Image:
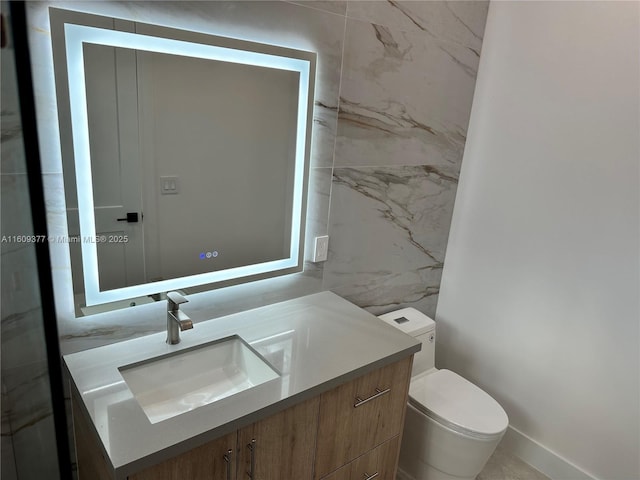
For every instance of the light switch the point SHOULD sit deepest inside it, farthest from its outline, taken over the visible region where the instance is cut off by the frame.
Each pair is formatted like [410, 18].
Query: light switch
[321, 249]
[169, 185]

> [Exercise requirements]
Write out the data again with every "light switch" replaced by "wall switch", leaving everything else unchanged, and leave the pictures out.

> [Response to the exercise]
Image:
For every instance of the wall switch the point SHOULD sit deepest inside it, farthest from its outline, taken over the visible region where the instance is cut off by the frame.
Each pair is formatted like [410, 18].
Query: wall switch
[321, 249]
[169, 185]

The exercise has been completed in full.